(Saved entries)
---------------

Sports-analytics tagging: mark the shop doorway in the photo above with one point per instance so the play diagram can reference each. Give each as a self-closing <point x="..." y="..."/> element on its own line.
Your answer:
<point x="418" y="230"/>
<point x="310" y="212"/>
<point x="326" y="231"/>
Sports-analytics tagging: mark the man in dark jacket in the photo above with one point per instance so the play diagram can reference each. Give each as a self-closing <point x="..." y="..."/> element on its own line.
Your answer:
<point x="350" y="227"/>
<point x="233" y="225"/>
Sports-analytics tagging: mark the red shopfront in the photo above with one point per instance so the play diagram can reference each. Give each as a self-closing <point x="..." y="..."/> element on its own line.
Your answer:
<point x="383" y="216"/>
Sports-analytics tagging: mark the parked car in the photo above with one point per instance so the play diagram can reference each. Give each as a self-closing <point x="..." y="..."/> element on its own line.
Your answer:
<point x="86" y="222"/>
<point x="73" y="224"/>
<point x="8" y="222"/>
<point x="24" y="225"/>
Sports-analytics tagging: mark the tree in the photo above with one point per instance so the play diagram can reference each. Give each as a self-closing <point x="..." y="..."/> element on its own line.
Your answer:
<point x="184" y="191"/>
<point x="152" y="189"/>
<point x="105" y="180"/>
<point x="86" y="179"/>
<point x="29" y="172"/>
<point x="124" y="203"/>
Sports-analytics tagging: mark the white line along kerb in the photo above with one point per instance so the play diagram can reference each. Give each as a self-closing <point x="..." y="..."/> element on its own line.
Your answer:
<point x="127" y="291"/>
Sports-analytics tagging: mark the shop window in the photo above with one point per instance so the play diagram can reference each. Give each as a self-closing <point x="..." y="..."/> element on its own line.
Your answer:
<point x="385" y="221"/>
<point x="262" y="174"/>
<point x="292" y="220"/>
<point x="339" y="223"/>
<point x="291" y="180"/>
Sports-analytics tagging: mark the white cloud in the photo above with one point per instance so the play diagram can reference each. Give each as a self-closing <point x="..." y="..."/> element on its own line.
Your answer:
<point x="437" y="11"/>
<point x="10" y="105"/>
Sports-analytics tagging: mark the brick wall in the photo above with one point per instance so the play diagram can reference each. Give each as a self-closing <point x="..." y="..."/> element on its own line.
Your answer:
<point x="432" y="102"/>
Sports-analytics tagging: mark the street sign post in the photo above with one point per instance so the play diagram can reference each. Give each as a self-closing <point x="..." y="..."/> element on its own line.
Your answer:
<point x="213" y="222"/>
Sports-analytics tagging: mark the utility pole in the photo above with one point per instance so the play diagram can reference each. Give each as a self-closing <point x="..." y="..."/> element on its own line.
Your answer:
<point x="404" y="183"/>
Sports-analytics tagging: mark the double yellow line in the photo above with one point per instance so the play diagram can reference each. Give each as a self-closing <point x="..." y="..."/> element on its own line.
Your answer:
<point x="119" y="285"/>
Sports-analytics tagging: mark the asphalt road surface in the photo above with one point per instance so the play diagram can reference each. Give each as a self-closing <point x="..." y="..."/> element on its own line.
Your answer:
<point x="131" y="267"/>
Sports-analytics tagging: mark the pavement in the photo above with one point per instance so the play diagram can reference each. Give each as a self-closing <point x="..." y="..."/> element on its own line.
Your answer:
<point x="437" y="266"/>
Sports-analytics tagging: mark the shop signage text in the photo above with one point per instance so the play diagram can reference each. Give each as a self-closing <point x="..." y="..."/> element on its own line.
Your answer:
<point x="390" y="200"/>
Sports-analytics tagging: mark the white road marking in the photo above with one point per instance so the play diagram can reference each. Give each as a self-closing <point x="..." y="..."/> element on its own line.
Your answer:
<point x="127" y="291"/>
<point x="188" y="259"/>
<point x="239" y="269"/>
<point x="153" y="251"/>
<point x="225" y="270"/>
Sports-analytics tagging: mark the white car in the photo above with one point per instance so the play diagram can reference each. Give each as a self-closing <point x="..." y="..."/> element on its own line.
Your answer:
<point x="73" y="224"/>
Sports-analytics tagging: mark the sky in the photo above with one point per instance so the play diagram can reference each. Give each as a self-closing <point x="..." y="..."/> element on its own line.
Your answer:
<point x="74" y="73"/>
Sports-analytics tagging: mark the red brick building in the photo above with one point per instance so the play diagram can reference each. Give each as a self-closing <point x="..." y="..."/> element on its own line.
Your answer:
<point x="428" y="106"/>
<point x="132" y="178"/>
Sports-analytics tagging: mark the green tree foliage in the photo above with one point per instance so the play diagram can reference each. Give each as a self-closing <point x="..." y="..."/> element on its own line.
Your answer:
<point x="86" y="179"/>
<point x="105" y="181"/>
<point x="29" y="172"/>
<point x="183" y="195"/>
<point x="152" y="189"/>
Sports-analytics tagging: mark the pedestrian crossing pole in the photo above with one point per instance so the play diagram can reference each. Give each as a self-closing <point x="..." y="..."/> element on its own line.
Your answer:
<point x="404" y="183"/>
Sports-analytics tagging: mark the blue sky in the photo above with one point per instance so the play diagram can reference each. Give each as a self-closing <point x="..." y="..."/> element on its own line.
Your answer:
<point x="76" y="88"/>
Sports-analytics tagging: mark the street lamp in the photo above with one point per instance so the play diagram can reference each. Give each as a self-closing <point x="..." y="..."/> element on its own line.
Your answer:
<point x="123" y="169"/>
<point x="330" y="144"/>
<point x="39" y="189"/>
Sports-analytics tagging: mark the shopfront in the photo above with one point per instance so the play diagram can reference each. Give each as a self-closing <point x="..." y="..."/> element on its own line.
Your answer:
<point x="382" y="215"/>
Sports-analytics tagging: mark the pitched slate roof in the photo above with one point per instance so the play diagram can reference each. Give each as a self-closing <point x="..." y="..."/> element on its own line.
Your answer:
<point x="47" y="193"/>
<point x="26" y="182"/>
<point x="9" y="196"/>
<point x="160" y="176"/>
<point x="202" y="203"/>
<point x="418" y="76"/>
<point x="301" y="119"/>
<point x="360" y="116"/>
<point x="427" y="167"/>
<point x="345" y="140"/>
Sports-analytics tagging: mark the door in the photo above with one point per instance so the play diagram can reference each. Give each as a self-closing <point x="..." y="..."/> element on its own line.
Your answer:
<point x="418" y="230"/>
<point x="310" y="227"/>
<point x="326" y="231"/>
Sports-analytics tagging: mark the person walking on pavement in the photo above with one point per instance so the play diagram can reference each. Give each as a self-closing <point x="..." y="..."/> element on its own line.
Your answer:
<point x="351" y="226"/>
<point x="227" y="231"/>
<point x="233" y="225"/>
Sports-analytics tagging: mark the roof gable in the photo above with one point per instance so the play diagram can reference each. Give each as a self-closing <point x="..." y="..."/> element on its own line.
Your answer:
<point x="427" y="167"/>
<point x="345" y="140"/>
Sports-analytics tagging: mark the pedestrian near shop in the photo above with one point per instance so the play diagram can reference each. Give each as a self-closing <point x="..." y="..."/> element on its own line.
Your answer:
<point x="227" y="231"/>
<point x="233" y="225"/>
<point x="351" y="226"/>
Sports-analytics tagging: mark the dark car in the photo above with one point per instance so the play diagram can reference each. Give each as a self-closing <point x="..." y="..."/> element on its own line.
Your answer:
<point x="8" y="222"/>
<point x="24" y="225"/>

---------------

■ **The problem**: Using only the entries above, output the line with "Sports-analytics tagging: mark the red brick", the line with "Sports-analytics tagging: mark the pedestrian crossing", and all lines between them, exactly as they stand.

■ **Response box**:
Sports-analytics tagging: mark the red brick building in the photo above with one point per instance so the play diagram can reference each. Give each as a self-closing <point x="..." y="..."/> element on its own line.
Your answer:
<point x="428" y="106"/>
<point x="132" y="178"/>
Sports-analytics tagging: mark the green tree foliage in the photo above with one point per instance so the play diagram can reference each. Give each as a self-closing <point x="..." y="..."/> element on its own line.
Your answer:
<point x="86" y="179"/>
<point x="105" y="181"/>
<point x="29" y="172"/>
<point x="183" y="195"/>
<point x="152" y="189"/>
Sports-analytics tagging: mark the pedestrian crossing pole in the photo above with one point per instance so the play diagram can reference each. Give each as a self-closing <point x="..." y="..."/> element on its own line.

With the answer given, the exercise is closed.